>>>

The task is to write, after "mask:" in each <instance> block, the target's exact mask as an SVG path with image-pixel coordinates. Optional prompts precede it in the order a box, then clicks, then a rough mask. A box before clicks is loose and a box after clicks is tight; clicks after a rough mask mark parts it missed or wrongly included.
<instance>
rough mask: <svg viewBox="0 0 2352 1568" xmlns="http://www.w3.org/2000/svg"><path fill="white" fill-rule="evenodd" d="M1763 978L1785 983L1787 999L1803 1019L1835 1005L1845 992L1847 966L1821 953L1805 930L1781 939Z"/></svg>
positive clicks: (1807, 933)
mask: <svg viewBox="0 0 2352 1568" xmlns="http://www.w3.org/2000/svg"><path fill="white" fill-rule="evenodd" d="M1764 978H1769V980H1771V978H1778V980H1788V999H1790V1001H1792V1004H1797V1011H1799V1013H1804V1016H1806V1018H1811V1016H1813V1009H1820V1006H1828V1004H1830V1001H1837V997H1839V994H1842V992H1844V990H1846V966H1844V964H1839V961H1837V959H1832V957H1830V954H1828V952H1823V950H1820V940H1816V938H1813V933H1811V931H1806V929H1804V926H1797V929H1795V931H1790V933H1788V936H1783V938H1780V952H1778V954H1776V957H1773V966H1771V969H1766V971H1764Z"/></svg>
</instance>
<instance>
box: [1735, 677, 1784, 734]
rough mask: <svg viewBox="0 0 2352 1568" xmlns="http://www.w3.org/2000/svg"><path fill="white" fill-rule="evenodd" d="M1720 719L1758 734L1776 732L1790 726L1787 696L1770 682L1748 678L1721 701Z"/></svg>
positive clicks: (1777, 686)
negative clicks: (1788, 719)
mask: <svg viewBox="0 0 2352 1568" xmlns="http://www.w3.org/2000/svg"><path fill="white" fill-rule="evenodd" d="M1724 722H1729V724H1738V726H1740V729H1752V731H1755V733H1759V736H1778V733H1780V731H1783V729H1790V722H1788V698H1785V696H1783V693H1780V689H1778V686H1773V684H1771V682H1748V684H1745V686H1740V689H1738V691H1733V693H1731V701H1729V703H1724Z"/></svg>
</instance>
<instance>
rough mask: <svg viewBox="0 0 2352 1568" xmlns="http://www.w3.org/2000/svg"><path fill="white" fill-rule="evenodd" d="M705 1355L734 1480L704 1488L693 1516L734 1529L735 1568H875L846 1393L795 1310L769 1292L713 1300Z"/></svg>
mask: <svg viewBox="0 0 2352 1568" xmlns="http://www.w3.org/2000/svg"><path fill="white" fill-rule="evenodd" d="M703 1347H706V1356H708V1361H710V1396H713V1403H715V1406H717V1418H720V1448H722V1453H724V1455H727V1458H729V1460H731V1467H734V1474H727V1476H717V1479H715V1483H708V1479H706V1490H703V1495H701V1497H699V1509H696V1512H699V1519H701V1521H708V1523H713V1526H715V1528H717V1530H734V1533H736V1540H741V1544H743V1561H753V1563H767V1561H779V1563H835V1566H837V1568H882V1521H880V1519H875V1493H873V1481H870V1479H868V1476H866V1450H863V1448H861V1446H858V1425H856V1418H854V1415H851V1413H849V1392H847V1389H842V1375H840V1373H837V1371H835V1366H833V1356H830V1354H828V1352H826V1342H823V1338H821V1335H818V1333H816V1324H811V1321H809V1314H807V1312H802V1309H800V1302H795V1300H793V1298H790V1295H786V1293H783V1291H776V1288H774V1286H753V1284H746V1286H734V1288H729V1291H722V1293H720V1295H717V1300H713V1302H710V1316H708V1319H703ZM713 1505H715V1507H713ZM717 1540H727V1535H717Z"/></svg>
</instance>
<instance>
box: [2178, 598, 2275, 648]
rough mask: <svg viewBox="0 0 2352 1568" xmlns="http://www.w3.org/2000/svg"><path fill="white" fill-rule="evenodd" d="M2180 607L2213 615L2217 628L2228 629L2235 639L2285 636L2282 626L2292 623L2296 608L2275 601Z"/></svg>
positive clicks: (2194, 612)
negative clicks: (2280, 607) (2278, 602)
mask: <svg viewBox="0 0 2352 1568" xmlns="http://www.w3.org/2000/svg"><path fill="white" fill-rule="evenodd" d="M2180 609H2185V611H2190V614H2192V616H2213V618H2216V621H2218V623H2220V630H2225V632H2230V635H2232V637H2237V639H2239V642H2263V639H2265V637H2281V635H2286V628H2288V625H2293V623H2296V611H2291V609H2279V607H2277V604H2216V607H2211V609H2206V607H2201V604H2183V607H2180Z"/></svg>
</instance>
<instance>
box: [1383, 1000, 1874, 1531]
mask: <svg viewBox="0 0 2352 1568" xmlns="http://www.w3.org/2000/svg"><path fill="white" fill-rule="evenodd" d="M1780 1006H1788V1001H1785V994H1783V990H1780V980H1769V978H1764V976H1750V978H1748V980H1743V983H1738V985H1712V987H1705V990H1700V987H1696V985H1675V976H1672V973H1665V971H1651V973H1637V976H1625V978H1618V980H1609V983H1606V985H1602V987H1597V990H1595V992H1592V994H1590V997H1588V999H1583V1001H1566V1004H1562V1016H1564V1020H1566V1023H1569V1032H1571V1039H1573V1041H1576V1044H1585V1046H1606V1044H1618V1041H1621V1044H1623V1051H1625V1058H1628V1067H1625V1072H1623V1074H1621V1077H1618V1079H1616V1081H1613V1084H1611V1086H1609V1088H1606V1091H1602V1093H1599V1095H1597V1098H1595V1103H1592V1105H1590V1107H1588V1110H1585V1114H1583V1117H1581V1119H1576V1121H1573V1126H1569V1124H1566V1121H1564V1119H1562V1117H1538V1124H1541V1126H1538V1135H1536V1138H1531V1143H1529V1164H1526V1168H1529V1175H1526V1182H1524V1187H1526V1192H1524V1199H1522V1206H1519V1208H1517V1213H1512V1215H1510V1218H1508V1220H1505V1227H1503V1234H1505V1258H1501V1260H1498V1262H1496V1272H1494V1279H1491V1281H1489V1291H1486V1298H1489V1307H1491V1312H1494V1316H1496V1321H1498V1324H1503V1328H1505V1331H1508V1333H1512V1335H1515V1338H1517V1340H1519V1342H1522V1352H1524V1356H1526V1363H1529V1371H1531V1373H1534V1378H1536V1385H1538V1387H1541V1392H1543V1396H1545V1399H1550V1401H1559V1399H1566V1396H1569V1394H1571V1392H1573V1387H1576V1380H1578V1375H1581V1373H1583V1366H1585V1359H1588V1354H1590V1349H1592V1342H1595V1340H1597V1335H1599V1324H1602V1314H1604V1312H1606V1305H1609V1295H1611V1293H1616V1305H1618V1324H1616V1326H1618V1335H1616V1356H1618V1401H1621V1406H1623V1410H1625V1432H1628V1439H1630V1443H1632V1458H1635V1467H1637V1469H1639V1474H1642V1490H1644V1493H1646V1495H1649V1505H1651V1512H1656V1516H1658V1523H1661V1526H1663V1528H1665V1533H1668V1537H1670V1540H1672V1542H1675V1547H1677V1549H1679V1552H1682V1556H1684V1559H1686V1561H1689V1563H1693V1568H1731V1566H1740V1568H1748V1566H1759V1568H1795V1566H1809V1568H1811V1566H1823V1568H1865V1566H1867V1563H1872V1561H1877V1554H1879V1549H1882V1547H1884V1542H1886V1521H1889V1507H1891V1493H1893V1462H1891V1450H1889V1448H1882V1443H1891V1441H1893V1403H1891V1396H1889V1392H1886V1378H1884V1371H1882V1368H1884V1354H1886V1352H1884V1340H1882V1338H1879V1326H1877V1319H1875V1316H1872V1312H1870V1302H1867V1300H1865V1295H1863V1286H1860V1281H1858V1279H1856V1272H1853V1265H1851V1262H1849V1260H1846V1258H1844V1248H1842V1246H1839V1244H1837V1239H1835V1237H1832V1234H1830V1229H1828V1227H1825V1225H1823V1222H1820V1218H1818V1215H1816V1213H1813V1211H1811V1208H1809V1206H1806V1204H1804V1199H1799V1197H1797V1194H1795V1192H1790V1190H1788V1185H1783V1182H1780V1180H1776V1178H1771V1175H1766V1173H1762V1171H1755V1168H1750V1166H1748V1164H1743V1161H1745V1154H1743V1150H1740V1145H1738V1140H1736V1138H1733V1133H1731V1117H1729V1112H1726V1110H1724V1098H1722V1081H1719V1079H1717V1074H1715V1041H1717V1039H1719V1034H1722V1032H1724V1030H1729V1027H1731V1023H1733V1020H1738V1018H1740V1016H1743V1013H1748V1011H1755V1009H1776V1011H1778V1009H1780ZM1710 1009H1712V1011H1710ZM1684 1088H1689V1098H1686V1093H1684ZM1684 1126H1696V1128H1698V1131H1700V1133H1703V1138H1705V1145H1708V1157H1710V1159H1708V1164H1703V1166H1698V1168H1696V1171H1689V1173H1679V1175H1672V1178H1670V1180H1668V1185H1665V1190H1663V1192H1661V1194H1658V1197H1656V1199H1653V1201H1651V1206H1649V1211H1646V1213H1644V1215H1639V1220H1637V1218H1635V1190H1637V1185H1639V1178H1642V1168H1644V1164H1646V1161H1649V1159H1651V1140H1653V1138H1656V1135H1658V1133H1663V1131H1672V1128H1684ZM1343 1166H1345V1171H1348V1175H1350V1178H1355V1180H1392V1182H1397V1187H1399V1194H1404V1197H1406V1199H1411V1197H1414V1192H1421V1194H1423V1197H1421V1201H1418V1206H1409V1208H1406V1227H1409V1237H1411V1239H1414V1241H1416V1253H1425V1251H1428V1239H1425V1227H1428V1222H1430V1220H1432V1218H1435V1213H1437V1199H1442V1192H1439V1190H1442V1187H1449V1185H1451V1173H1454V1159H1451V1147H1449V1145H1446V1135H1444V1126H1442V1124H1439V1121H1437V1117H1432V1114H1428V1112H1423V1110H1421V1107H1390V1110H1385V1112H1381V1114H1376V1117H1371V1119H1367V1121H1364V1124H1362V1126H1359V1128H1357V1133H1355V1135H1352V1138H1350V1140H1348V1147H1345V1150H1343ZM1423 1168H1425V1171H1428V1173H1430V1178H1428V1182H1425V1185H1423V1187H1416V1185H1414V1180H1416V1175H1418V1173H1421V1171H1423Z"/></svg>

<<<

Your objective:
Looking at the material above, please copy exactly every line from its first line through the line containing "719L1758 734L1776 732L1790", with both ends included and nothing else.

Solution for this task:
The task is to write, after "mask:" in each <instance> block, the target's exact mask as an SVG path with image-pixel coordinates. Optional prompts precede it in the order a box, then clicks, then a rough mask. A box before clicks is loose and a box after clicks is tight; clicks after a rough mask mark parts it missed or wrongly included.
<instance>
rough mask: <svg viewBox="0 0 2352 1568" xmlns="http://www.w3.org/2000/svg"><path fill="white" fill-rule="evenodd" d="M1763 978L1785 983L1787 999L1803 1019L1835 1005L1845 992L1847 966L1821 953L1805 930L1781 939Z"/></svg>
positive clicks: (1807, 933)
mask: <svg viewBox="0 0 2352 1568" xmlns="http://www.w3.org/2000/svg"><path fill="white" fill-rule="evenodd" d="M1764 978H1769V980H1771V978H1778V980H1788V999H1790V1001H1792V1004H1797V1011H1799V1013H1804V1016H1806V1018H1811V1016H1813V1009H1820V1006H1828V1004H1830V1001H1837V997H1839V994H1842V992H1844V990H1846V966H1844V964H1839V961H1837V959H1832V957H1830V954H1828V952H1823V950H1820V940H1816V938H1813V933H1811V931H1806V929H1804V926H1797V929H1795V931H1790V933H1788V936H1783V938H1780V952H1778V954H1776V957H1773V966H1771V969H1766V971H1764Z"/></svg>
</instance>
<instance>
box: [1735, 677, 1784, 734]
rough mask: <svg viewBox="0 0 2352 1568" xmlns="http://www.w3.org/2000/svg"><path fill="white" fill-rule="evenodd" d="M1720 719L1758 734L1776 732L1790 726L1787 696L1770 682L1748 678L1721 701Z"/></svg>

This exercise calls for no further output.